• [Selection]:
I think it was about ten people caught up in this chain of ropes and it was right above a serious crevasse where they’d said: ‘Do not fall, do not do anything wrong,’ which of course is when people lean into the mountain and slip because you have to do the opposite – you have to lean out to get a grip. The natural feeling is to want to hike the mountain and then people on skins fall. Actually, we were so lucky we could just step aside and get out of the trail that we were caught up in and then carried on up. Then at the end, you take off your skis, you need ice axes, and so it was really snowy. Then when we got there, about 10am as the sun rose, looking over Europe, really sensational, we actually skied the north face route in the tracks of the original assenters.
Peter That’s pretty serious, isn’t it? A serious descent.
Louise It was pretty special. Coming back down off the mountain you have to be very careful and I did request to be roped up at one point because I’ve got a son and I don’t want anything to happen. But I have to say that when we were in the hut, there was a couple of older guys who weren’t leaving until late and when we got back to Chamonix, there was a storm, a big electrical lightning storm – that’s the strange thing out there. The cloud above Mont Blanc is called ‘the donkey.’ They say that the weather can change in a nanosecond…or within a couple of hours, and it does. We later heard reports that two people hadn’t made it down that day. That’s how serious it is.
Felice You mentioned a minute ago about your son and I don’t know about you, but when I had children everything changed in terms of adrenaline activities and dangerous things. Instead of just having myself to think about, suddenly I had to think about my children and what would happen if I injured myself badly or killed myself. I’ve heard other people – women – say this as well…other women who have children, that everything suddenly changes in terms of what you’re prepared to do. Has that affected you at all?

• [Required tasks]:
**1)** Scale the entries from the line containing "BBOX asphalt pavement" through the line containing "(476, 268), (577, 612)", inclusive, by rewriting every line, requests included, with each bounding-box coordinate in the answers multiplied by 1.4 and rounded to the nearest whole number, halves up. Leave the requests and their sample coordinates unchanged.
**2)** Go on with the interview about skiing Mont Blanc, picking up after its final line.
The Mont Blanc interview has no connection to the entries that come after it.

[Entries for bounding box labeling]
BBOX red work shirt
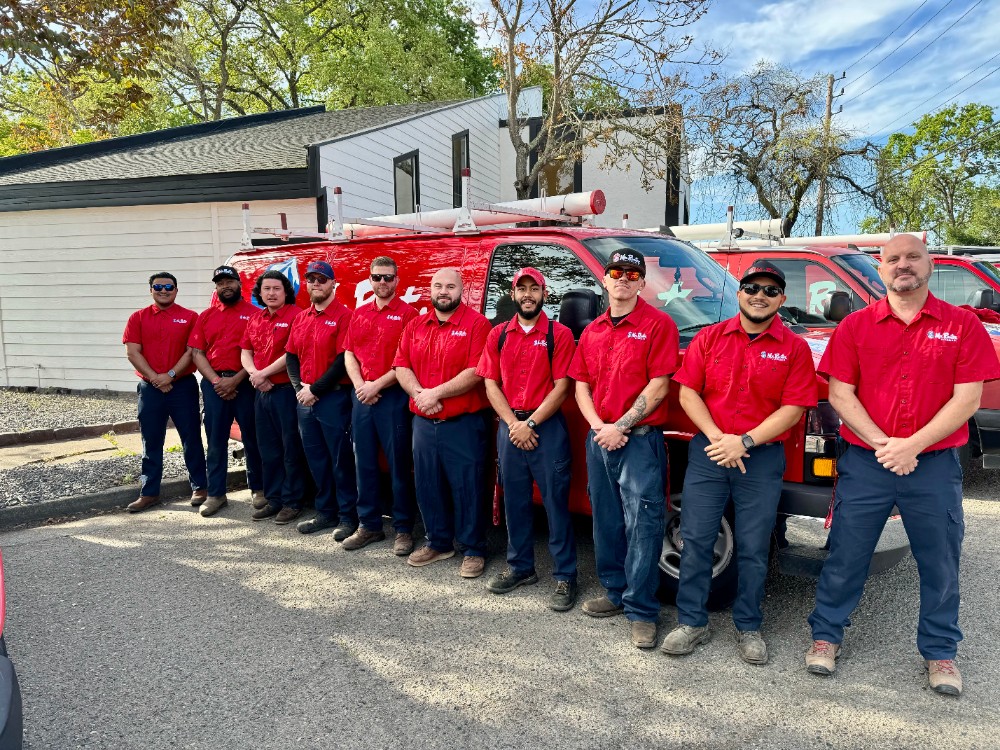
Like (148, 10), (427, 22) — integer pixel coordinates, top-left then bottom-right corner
(818, 294), (1000, 451)
(392, 302), (490, 419)
(674, 315), (819, 440)
(345, 297), (417, 380)
(476, 312), (576, 411)
(122, 303), (198, 380)
(285, 300), (351, 385)
(569, 297), (679, 425)
(240, 305), (302, 384)
(188, 297), (257, 372)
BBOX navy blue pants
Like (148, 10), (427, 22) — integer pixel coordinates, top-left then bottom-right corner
(254, 383), (306, 510)
(677, 432), (785, 631)
(351, 385), (417, 534)
(587, 430), (667, 622)
(809, 445), (965, 659)
(296, 389), (358, 525)
(201, 378), (264, 497)
(413, 413), (486, 557)
(136, 375), (208, 495)
(497, 412), (576, 581)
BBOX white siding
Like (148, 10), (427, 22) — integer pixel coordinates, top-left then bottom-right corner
(0, 199), (316, 390)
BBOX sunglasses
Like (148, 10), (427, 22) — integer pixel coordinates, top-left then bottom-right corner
(608, 268), (642, 281)
(740, 284), (784, 298)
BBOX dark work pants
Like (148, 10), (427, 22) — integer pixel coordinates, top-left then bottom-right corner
(351, 385), (417, 534)
(497, 412), (576, 581)
(677, 432), (785, 631)
(587, 430), (667, 622)
(201, 378), (264, 497)
(254, 383), (306, 510)
(136, 375), (208, 495)
(413, 413), (486, 557)
(809, 445), (965, 659)
(296, 389), (358, 525)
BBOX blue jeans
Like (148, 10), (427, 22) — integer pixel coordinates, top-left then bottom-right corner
(351, 385), (417, 534)
(136, 375), (208, 495)
(497, 412), (576, 581)
(413, 413), (486, 557)
(296, 389), (358, 525)
(201, 378), (264, 497)
(587, 430), (667, 622)
(677, 432), (785, 631)
(809, 445), (965, 659)
(254, 383), (306, 510)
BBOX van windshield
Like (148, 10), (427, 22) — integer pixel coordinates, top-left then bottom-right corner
(583, 235), (739, 342)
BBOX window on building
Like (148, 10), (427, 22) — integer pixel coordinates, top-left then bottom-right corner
(392, 151), (420, 214)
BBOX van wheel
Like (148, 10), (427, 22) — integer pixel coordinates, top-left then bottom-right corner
(659, 506), (737, 610)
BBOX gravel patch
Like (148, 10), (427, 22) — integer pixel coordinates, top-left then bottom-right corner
(0, 390), (136, 433)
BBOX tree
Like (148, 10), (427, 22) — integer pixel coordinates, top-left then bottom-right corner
(484, 0), (721, 198)
(863, 104), (1000, 245)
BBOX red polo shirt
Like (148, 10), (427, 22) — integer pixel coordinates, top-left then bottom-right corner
(392, 302), (490, 419)
(674, 315), (819, 440)
(345, 297), (417, 380)
(122, 303), (198, 380)
(818, 294), (1000, 450)
(240, 305), (302, 384)
(569, 297), (679, 425)
(476, 312), (576, 411)
(285, 300), (351, 385)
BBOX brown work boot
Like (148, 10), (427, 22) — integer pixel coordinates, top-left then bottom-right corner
(927, 659), (962, 696)
(392, 531), (413, 557)
(344, 526), (385, 550)
(458, 555), (486, 578)
(125, 495), (160, 513)
(806, 641), (840, 676)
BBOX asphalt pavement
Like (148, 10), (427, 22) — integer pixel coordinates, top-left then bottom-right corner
(0, 482), (1000, 750)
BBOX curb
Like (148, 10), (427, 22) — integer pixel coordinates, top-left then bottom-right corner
(0, 469), (247, 531)
(0, 420), (139, 448)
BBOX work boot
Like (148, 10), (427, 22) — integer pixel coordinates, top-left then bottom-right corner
(346, 526), (385, 550)
(486, 567), (538, 594)
(736, 630), (767, 664)
(927, 659), (962, 696)
(806, 641), (840, 676)
(660, 625), (712, 656)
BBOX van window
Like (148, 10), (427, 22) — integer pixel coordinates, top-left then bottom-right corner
(483, 242), (604, 325)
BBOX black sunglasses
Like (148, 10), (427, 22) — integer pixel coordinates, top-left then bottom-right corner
(740, 284), (785, 297)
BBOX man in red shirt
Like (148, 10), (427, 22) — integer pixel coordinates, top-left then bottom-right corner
(661, 262), (818, 664)
(344, 256), (417, 557)
(240, 271), (306, 525)
(188, 266), (267, 516)
(806, 234), (1000, 695)
(393, 268), (490, 578)
(285, 260), (358, 542)
(122, 271), (208, 513)
(569, 249), (678, 648)
(476, 268), (577, 612)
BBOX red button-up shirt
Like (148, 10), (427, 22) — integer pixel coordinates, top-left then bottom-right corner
(476, 312), (576, 411)
(674, 315), (819, 440)
(569, 298), (679, 425)
(240, 305), (302, 384)
(122, 303), (198, 380)
(285, 300), (351, 385)
(818, 294), (1000, 450)
(392, 302), (490, 419)
(345, 297), (418, 380)
(188, 296), (257, 372)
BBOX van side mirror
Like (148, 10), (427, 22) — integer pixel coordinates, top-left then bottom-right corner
(559, 289), (601, 340)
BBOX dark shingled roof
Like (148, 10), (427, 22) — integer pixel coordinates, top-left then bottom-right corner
(0, 102), (456, 185)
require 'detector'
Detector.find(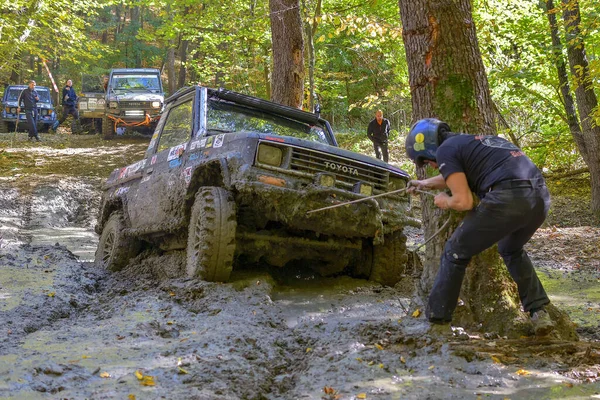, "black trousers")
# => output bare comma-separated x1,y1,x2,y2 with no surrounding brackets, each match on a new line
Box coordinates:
58,106,79,129
426,181,550,322
24,110,40,139
372,139,388,162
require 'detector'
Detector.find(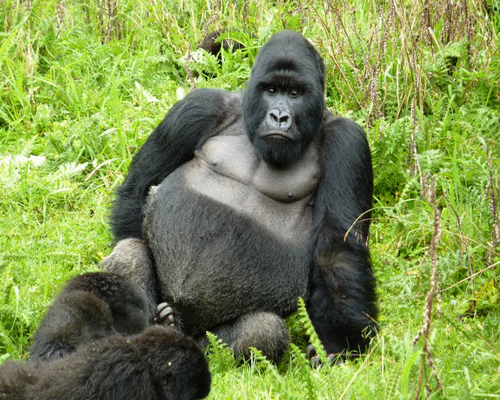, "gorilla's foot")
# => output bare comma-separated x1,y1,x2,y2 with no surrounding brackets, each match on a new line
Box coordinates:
306,344,361,368
155,302,176,328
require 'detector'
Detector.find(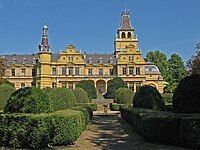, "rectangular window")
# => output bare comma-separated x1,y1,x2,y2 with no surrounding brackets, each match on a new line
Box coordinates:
129,67,134,75
129,55,134,61
75,67,80,75
11,69,15,76
99,69,103,76
32,69,36,77
61,82,67,88
68,56,73,62
110,69,114,76
68,82,73,90
52,68,56,76
135,82,141,92
22,68,26,76
88,68,93,76
122,67,126,75
136,67,140,75
62,67,67,75
68,67,73,75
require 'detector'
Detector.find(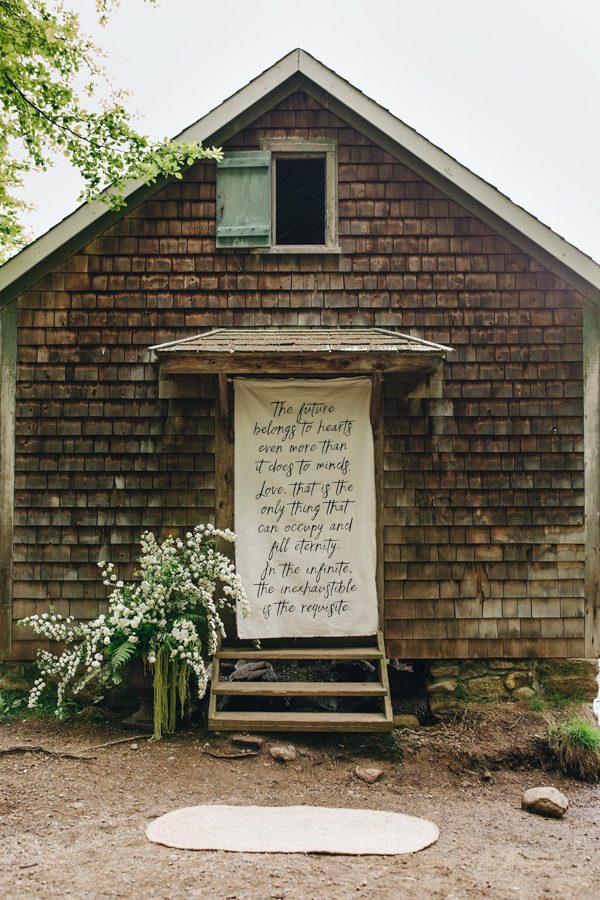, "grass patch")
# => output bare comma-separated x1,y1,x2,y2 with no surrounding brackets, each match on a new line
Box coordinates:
529,690,589,712
545,719,600,781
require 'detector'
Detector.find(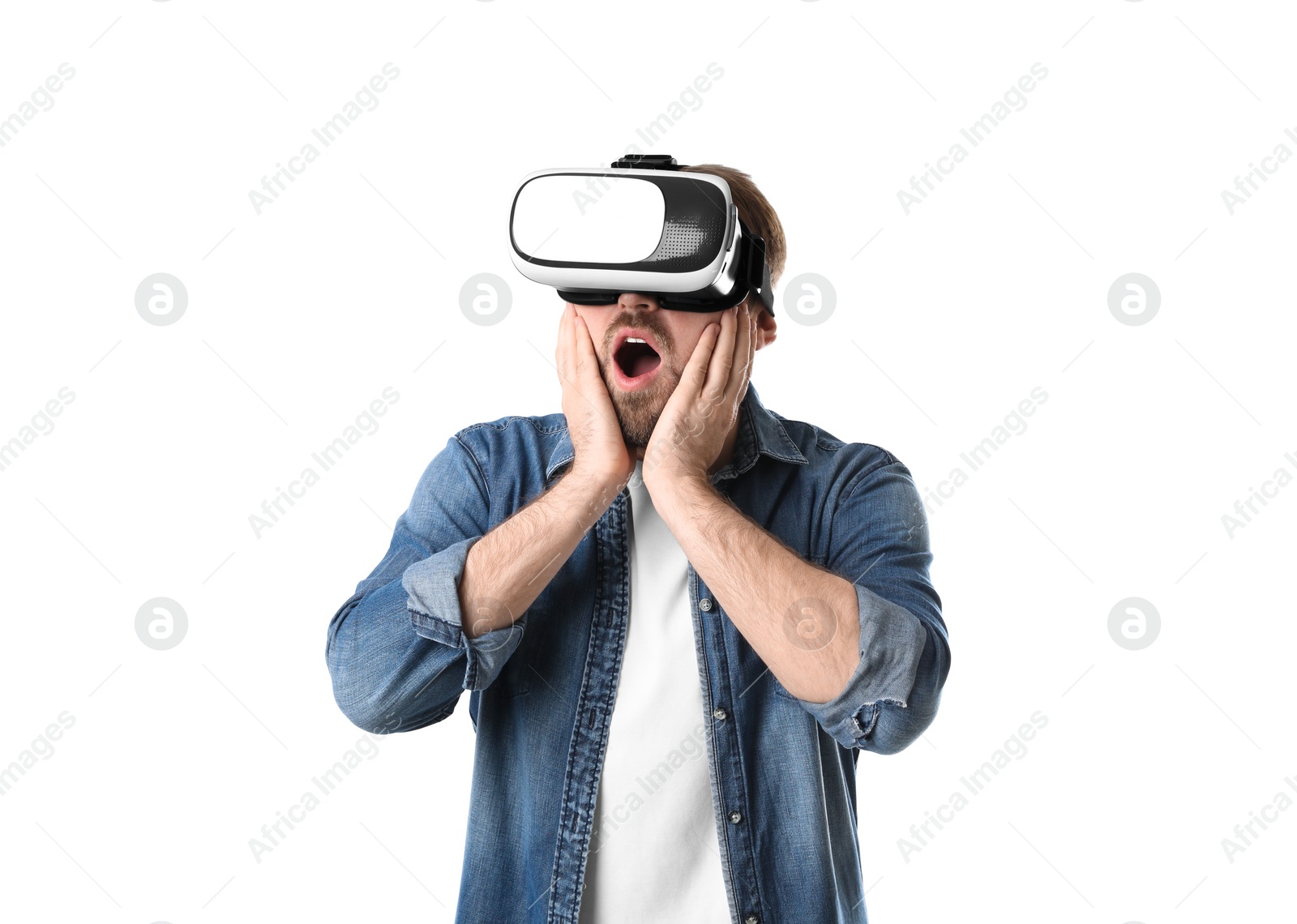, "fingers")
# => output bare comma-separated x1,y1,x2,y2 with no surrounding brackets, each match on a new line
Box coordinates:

• [The answers]:
**1)**
BBOX asphalt pavement
Like (148, 10), (427, 22) — integer pixel coordinates, top-left then bottom-right corner
(0, 675), (1400, 1050)
BBOX curb
Like (148, 10), (427, 22) — integer pixel coordinates, top-left then bottom-right corner
(0, 657), (346, 743)
(0, 588), (195, 627)
BBOX work boot
Like (148, 10), (427, 22) — integer pixel coordinates, top-left then bottom-right corner
(484, 736), (539, 770)
(680, 794), (753, 832)
(1030, 882), (1074, 930)
(1298, 923), (1347, 974)
(1128, 897), (1176, 946)
(924, 875), (997, 918)
BBOX van window
Like (148, 10), (427, 22) — integer pixel coordinates, top-left then bottom-right corner
(676, 339), (846, 455)
BBOX black sunglasses
Like (148, 10), (427, 22) — integer pixel coordinates, top-left then bottom-right corner
(1036, 398), (1099, 416)
BBOX man in red shirt
Like (148, 10), (427, 22) — integer pixel coordinates, top-left then bottom-right corner
(925, 367), (1145, 930)
(482, 358), (584, 780)
(336, 379), (428, 735)
(263, 372), (374, 722)
(1128, 328), (1400, 973)
(550, 375), (686, 809)
(399, 364), (501, 759)
(171, 379), (291, 718)
(797, 349), (949, 907)
(666, 375), (808, 857)

**2)**
Louise It has, it really has. It doesn’t sound like it has from my various adventures, but after Mont Blanc, that was that was it. But actually, it was my husband after our son was born, insisting I go heli-skiing to Alaska in 2008 that really pushed my envelope and it terrified me, but it also showed me that I could get fit and strong again and as long as I was within my comfort zone, I could do these things. Mont Blanc was a little bit more out there, but really it’s just not wanting to put myself in situations where there’s any significant danger of death.
Peter You say that, but you skied in Alaska, which is some of the most extreme skiing in the world. I should just explain that heli-skiing, for these who don’t know about heli-skiing, is nothing to do with James Bond jumping out of helicopters. A helicopter actually lands and you get out of the helicopter and then you ski down with a guide. It’s simply acting as a lift in places where there’s no lift system. I think heli-skiing in Alaska you did something pretty strange there, what was that?
Louise Yes, well, I have to say that my kind of extreme skiing goes right back to my young 20s, so it predates kids. We had a pretty extreme experience out there in a helicopter. So you actually take off from the lodge in a Beaver plane – a post plane – and to push out to ski uncharted terrain they take you by plane because it’s all about fuel conservation, drop you, and then the helicopter came and picked us up and dropped us at the top of this range where we have been skiing the couloirs. They look terrifying from the images but actually, when you’re on them it’s just taking it turn by turn, not rushing it. We were dropped on this couloir where the helicopter didn’t even land; there wasn’t enough space. So it hovers and it hovered terrifyingly close to this wall of rock because the one thing you don’t want is the blades to catch – that’s the key safety issue.
Peter So the helicopter can’t land, so how do you actually get out of the helicopter?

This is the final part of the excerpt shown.